PROVIDED PASSAGE =>

In the embodiment shown, a first barrier or cavitation barrier layer 142, preferably composed of tantalum, is deposited upon second insulator layer 140. The tantalum is dry etched to form first barrier layer 142. In this embodiment, the electrical contact 144 is upon first barrier layer 142. In one embodiment, the electrical contact is a noble metal. In another embodiment, the noble metal is gold. In another embodiment, the noble metal is platinum. In one embodiment, the noble metal forms a gold contact, which is formed by masking gold and defining the contact. In another embodiment, the noble metal is a substantially pure metal. In another embodiment, the noble metal is substantially resilient or does not bond well with other materials, such as organic materials. In another embodiment, the noble metal has a high oxidation level.

In the embodiment shown in FIGS. 2 to 4, a second barrier layer 200 is deposited and patterned and etched over the electrical contact 144 and the cavitation barrier layer 142. The layer 200 is preferably composed of a refractory metal or alloy thereof. In one embodiment, the refractory metal is chromium, cobalt, molybdenum, platinum, tantalum, titanium, tungsten, zirconium, hafnium (Hf), vanadium (V), or combinations thereof. Additionally or alternatively, the refractory metal is a near-noble metal, such as nickel (Ni), palladium. (Pd), platinum (Pt), or combinations thereof. More preferably, second barrier layer 200 is composed of a nickel vanadium alloy. Most preferably, second barrier layer 200 is titanium. In one embodiment, the second barrier layer 200 has a thickness in a range from about 250 Angstroms to about 2000 Angstroms, and preferably about 500 Angstroms.

In the embodiment of having titanium deposited to form second barrier layer 200, the deposition is sequentially after a wet-etch process of the electrical contact, but before the patterning of first barrier layer 142. Second barrier layer 200 is masked and patterned, followed by an etch through both first and second barrier layers 142, 200 to the second insulator layer 140 in the two (2) locations illustrated in FIG. 2. In the first location, there is a recess in the layers 142 and 200 in between the resistor area and the electrical contact 144. In the second location, layers 142 and 200 are terminated over a terminal end of the resistive layer 134, on an opposite side of the resistor area.

Photo object pointing rows =>
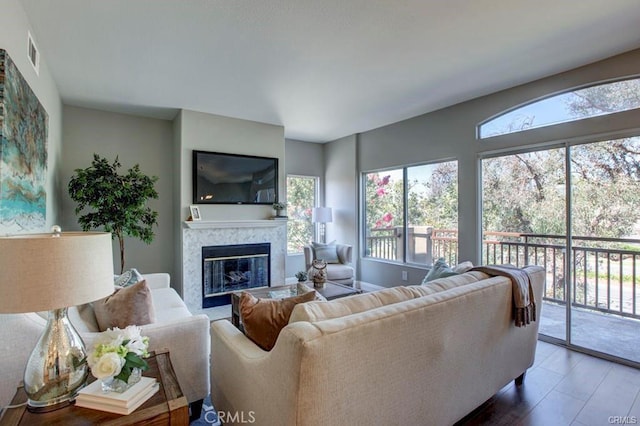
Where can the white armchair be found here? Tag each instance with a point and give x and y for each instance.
(186, 336)
(340, 270)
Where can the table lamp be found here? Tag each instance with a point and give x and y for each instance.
(51, 272)
(322, 215)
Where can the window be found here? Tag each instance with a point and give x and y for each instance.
(589, 102)
(301, 199)
(429, 195)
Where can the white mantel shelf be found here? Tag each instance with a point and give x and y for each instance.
(209, 224)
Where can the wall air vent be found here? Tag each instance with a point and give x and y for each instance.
(34, 55)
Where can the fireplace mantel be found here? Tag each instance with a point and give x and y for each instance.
(208, 224)
(203, 233)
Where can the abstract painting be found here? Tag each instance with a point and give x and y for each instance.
(23, 153)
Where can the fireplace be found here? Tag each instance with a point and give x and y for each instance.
(230, 268)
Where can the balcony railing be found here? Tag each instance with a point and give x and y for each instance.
(605, 271)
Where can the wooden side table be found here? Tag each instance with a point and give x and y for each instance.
(167, 407)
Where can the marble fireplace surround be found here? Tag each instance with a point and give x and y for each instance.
(198, 234)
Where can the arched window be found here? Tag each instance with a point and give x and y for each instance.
(602, 99)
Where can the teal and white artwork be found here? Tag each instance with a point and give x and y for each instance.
(23, 153)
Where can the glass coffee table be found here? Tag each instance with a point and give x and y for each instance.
(329, 291)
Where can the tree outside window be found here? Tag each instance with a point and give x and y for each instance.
(301, 199)
(430, 194)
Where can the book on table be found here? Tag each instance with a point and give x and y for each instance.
(126, 402)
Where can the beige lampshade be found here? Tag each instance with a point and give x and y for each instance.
(41, 272)
(321, 215)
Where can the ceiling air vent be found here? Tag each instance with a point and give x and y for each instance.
(34, 55)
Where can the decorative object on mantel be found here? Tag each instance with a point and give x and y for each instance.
(195, 213)
(117, 359)
(322, 215)
(319, 273)
(121, 212)
(302, 276)
(23, 163)
(279, 207)
(72, 268)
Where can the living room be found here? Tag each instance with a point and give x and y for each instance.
(162, 146)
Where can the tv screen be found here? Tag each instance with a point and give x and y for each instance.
(220, 178)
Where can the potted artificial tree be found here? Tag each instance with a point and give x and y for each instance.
(118, 201)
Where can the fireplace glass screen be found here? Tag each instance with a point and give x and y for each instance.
(230, 268)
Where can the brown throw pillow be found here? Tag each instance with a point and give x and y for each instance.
(264, 318)
(126, 306)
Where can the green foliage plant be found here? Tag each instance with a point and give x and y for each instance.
(118, 201)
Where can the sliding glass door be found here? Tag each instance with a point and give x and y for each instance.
(524, 222)
(587, 197)
(605, 261)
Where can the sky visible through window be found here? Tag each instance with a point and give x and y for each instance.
(575, 105)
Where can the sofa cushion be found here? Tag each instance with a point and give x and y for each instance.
(126, 306)
(442, 284)
(339, 272)
(440, 269)
(327, 252)
(319, 311)
(264, 318)
(168, 305)
(128, 278)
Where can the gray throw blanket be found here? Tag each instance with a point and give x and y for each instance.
(524, 305)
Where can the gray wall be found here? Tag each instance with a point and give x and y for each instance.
(208, 132)
(341, 193)
(451, 134)
(13, 38)
(303, 159)
(134, 140)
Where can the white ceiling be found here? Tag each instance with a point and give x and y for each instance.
(321, 68)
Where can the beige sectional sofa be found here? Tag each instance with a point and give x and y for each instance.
(185, 335)
(424, 355)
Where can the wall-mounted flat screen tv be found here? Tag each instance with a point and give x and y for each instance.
(220, 178)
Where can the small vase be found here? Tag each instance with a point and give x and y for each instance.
(111, 384)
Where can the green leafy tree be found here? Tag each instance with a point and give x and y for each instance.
(118, 201)
(300, 202)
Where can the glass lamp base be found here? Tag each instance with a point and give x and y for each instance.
(54, 372)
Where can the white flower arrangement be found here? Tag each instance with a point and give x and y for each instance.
(117, 352)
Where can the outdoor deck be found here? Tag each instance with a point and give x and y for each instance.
(607, 333)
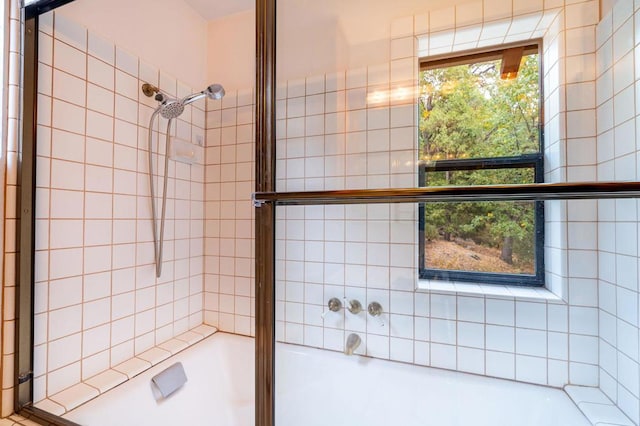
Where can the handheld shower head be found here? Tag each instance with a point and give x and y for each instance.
(215, 91)
(171, 109)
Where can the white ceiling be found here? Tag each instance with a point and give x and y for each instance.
(214, 9)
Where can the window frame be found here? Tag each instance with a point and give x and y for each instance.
(533, 161)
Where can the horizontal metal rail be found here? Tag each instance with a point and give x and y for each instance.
(525, 192)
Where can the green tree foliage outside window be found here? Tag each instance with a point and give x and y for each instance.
(466, 112)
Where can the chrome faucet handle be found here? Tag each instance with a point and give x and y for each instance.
(334, 304)
(353, 306)
(375, 310)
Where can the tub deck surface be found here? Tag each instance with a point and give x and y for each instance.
(344, 391)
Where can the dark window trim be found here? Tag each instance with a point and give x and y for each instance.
(43, 6)
(534, 161)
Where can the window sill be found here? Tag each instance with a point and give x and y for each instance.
(540, 294)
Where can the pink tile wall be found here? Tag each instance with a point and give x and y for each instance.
(97, 300)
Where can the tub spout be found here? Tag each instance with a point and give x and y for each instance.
(353, 341)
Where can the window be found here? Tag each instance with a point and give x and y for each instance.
(480, 124)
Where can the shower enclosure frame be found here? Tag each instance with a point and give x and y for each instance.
(266, 199)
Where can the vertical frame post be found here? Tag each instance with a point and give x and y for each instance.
(25, 231)
(265, 212)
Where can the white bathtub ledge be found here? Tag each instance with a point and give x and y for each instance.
(597, 407)
(174, 346)
(133, 367)
(155, 355)
(106, 380)
(50, 407)
(75, 395)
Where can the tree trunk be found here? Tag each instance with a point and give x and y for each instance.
(507, 250)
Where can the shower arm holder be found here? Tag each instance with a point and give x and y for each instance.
(353, 306)
(375, 310)
(334, 305)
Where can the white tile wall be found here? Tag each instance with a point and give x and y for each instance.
(321, 146)
(369, 253)
(229, 302)
(617, 82)
(100, 302)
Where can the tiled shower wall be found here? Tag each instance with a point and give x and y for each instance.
(618, 85)
(229, 225)
(97, 300)
(356, 129)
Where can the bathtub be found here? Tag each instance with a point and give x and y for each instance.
(320, 388)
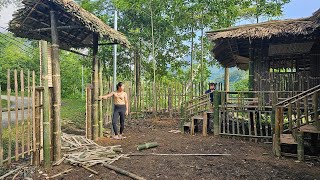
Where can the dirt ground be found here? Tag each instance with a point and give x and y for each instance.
(248, 160)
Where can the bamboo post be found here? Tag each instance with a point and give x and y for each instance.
(276, 143)
(46, 105)
(300, 146)
(28, 115)
(1, 144)
(9, 115)
(100, 101)
(216, 121)
(36, 151)
(56, 81)
(95, 92)
(17, 114)
(22, 112)
(89, 113)
(33, 112)
(129, 102)
(315, 108)
(170, 102)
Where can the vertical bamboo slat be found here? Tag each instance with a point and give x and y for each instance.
(28, 116)
(89, 113)
(46, 105)
(22, 112)
(16, 89)
(33, 112)
(56, 81)
(1, 143)
(9, 115)
(100, 102)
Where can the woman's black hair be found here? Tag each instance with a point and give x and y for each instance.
(119, 85)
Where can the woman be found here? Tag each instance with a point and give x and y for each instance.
(120, 100)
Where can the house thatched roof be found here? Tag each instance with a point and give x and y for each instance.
(31, 20)
(267, 30)
(231, 45)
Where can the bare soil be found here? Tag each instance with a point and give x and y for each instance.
(248, 160)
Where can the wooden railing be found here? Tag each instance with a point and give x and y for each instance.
(249, 113)
(294, 113)
(195, 106)
(17, 117)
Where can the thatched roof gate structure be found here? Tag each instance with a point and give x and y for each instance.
(66, 25)
(280, 55)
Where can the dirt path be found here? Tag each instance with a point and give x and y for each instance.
(248, 160)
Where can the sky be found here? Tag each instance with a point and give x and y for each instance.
(295, 9)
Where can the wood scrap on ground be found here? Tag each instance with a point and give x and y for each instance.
(147, 146)
(83, 152)
(123, 172)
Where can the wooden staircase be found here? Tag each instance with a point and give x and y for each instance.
(297, 119)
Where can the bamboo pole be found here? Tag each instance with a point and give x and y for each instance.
(89, 113)
(1, 144)
(36, 151)
(46, 105)
(28, 115)
(56, 81)
(22, 112)
(33, 112)
(17, 114)
(100, 101)
(95, 92)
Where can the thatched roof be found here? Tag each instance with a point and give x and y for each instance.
(31, 20)
(231, 45)
(267, 30)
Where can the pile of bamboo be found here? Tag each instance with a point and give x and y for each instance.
(83, 152)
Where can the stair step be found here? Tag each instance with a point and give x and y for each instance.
(287, 139)
(309, 129)
(198, 117)
(187, 124)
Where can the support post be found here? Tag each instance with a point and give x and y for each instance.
(95, 92)
(216, 120)
(300, 146)
(56, 81)
(46, 104)
(100, 101)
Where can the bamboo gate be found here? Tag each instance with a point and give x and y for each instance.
(20, 118)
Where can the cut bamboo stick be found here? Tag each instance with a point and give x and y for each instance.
(9, 115)
(22, 112)
(17, 114)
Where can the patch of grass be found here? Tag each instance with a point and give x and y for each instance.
(73, 113)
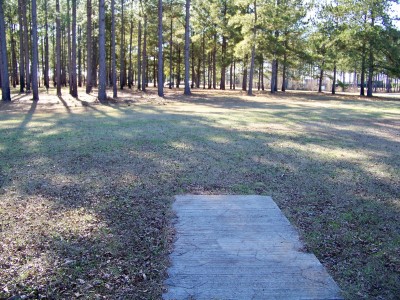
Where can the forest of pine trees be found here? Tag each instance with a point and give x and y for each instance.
(216, 44)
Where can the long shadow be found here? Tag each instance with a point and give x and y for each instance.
(115, 177)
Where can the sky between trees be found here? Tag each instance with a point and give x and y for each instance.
(216, 44)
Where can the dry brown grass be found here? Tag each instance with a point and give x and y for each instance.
(85, 188)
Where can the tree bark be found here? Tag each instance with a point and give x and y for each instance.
(122, 52)
(214, 60)
(79, 56)
(187, 45)
(321, 75)
(130, 72)
(244, 83)
(102, 94)
(22, 50)
(371, 62)
(160, 51)
(34, 53)
(89, 59)
(113, 60)
(69, 58)
(5, 83)
(58, 48)
(139, 64)
(144, 53)
(74, 87)
(26, 45)
(334, 79)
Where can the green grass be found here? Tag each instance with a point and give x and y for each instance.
(85, 195)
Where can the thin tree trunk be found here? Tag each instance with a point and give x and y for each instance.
(5, 83)
(58, 48)
(130, 77)
(244, 83)
(334, 79)
(178, 78)
(234, 75)
(187, 42)
(89, 57)
(371, 64)
(113, 60)
(204, 62)
(144, 58)
(253, 52)
(79, 57)
(69, 58)
(74, 87)
(26, 45)
(171, 83)
(160, 52)
(214, 59)
(192, 65)
(321, 75)
(139, 71)
(34, 53)
(262, 73)
(46, 49)
(14, 64)
(122, 52)
(230, 75)
(102, 94)
(22, 49)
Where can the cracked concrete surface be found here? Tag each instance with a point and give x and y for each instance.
(241, 247)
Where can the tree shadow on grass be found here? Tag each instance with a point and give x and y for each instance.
(100, 192)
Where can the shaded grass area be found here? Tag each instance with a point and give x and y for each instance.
(86, 192)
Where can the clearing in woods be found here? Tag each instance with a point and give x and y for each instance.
(86, 188)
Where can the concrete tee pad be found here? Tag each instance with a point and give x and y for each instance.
(241, 247)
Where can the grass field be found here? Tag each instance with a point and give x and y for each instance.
(86, 188)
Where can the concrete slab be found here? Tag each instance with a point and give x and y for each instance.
(241, 247)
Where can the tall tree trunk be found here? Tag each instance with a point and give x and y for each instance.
(230, 75)
(139, 71)
(79, 56)
(334, 79)
(22, 49)
(122, 50)
(284, 65)
(46, 48)
(34, 53)
(89, 55)
(144, 52)
(244, 83)
(371, 62)
(130, 72)
(192, 66)
(74, 86)
(209, 73)
(26, 45)
(253, 52)
(160, 52)
(113, 59)
(14, 63)
(171, 83)
(69, 58)
(58, 48)
(262, 74)
(102, 94)
(5, 83)
(204, 62)
(321, 76)
(178, 78)
(187, 42)
(214, 59)
(234, 75)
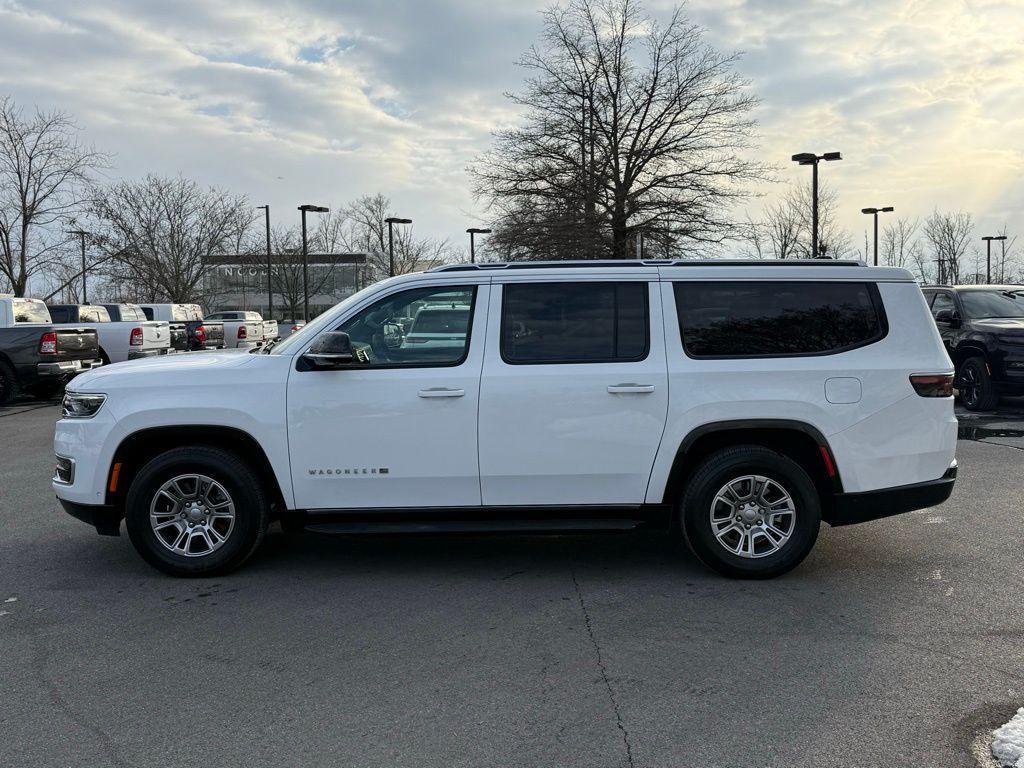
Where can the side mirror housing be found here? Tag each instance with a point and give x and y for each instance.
(331, 350)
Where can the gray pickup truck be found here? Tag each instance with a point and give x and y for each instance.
(37, 356)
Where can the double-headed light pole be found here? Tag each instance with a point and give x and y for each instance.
(472, 231)
(809, 158)
(988, 255)
(305, 257)
(269, 286)
(875, 212)
(391, 221)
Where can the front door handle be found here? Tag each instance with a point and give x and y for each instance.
(441, 392)
(631, 388)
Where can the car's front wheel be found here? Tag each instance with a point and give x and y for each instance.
(750, 512)
(196, 511)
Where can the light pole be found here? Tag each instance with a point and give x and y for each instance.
(391, 221)
(875, 212)
(269, 287)
(472, 246)
(988, 255)
(81, 233)
(305, 257)
(809, 158)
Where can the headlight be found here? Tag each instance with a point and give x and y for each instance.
(81, 406)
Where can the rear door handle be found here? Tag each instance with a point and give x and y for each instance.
(631, 388)
(441, 392)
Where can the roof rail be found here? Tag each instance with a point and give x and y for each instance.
(638, 263)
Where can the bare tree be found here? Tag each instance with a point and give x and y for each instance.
(630, 126)
(161, 231)
(44, 172)
(949, 237)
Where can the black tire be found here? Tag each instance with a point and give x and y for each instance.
(976, 387)
(699, 499)
(8, 384)
(243, 487)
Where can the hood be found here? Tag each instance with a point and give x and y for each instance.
(133, 373)
(1009, 326)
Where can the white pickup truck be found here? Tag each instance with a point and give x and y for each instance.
(243, 330)
(129, 336)
(736, 406)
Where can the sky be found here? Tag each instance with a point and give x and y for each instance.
(295, 101)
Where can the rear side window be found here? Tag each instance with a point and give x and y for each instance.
(775, 320)
(546, 323)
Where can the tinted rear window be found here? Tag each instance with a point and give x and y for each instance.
(754, 320)
(573, 322)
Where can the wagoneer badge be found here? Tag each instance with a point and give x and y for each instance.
(351, 471)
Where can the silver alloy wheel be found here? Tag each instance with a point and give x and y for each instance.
(192, 515)
(753, 516)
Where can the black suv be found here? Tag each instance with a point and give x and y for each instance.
(983, 330)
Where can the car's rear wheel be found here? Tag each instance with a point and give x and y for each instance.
(976, 388)
(199, 511)
(750, 512)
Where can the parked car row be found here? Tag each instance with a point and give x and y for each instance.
(43, 346)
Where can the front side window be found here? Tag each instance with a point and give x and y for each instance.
(1007, 303)
(549, 323)
(783, 318)
(422, 327)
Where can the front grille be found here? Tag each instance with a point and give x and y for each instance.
(65, 472)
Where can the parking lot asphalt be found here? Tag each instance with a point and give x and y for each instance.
(898, 642)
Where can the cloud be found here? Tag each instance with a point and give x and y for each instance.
(313, 100)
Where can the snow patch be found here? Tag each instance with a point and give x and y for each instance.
(1008, 742)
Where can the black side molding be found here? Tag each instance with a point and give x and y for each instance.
(105, 517)
(871, 505)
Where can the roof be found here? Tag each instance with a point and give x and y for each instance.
(637, 263)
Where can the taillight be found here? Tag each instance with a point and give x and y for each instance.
(933, 385)
(48, 343)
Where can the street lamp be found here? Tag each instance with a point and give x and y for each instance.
(988, 255)
(81, 233)
(269, 289)
(472, 249)
(391, 221)
(809, 158)
(305, 257)
(875, 212)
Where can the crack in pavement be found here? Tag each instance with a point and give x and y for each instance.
(604, 673)
(39, 658)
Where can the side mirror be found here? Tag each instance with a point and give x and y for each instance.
(332, 350)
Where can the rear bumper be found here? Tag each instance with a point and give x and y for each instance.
(66, 368)
(105, 518)
(870, 505)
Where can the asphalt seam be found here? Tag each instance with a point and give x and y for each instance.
(604, 672)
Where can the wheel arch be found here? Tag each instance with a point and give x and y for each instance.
(137, 449)
(799, 440)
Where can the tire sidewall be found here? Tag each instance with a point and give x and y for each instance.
(713, 475)
(240, 482)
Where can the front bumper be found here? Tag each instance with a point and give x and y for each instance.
(105, 518)
(871, 505)
(66, 368)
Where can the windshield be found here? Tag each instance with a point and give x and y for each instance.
(1009, 303)
(297, 339)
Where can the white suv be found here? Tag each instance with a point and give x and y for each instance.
(736, 404)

WORK INSTRUCTIONS =>
a – Answer these questions using the passage on barrier layers:
(i) What material is the first barrier layer 142 preferably made of?
(ii) What material is most preferred for second barrier layer 200?
(iii) What is the preferred thickness of second barrier layer 200?
b – Summarize the passage on barrier layers in two sentences.
c – Proceed with the passage on barrier layers, picking up after its final sentence.

EXERCISE RESULTS =>
a –
(i) Tantalum.
(ii) Titanium.
(iii) About 500 Angstroms.

b – A cavitation barrier layer 142, preferably tantalum, is deposited on second insulator layer 140, and the electrical contact 144 sits on it; in some embodiments the contact is a noble metal such as gold or platinum. A second barrier layer 200, preferably a refractory metal or alloy and most preferably titanium, is deposited over the contact and the first barrier layer, then masked, patterned, and etched through both barrier layers to second insulator layer 140 in two locations.

c –
In one embodiment, an etch through both first and second barrier layers 142, 200 is preferably a dry anisotropic etch. In one embodiment where first and second barrier layers 142, 200 comprise tantalum and titanium, respectively, the etch employs a recipe of five steps. First, about 500 Angstroms of second barrier layer 142 is etched. Next, the wafers are sputtered in pure Argon. This step is useful in removing Ta/Au intermetallics that are present on the surface of first barrier layer 142. Following the Argon sputtering step, the wafers are etched in pure Cl₂. Another etch follows in both Ar and Cl₂ that is selective to the Ta of first barrier layer 142 with respect to other layers. An Argon clean follows to eliminate a residue probably resulting from an interaction of the Cl₂ with the photoresist used in masking. After dry etching, the photoresist is stripped with a combination of an O₂ and H₂O plasma in elevated temperatures.

In one embodiment, the at least one layer 198 is barrier layer 200. In another embodiment, layer 200 is an electrical contact bonding layer, and/or an etch stop as described below. In another embodiment, the layer 200 is a die surface optimizer.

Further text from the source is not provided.